Records from a data source:
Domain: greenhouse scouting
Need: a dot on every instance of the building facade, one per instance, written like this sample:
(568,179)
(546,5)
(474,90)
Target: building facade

__EXERCISE DESCRIPTION__:
Every record above is to be transcribed exactly.

__WORKED SOLUTION__:
Domain: greenhouse scouting
Need: a dot on every instance of the building facade, one per instance, written like this sample:
(568,179)
(546,5)
(474,90)
Target: building facade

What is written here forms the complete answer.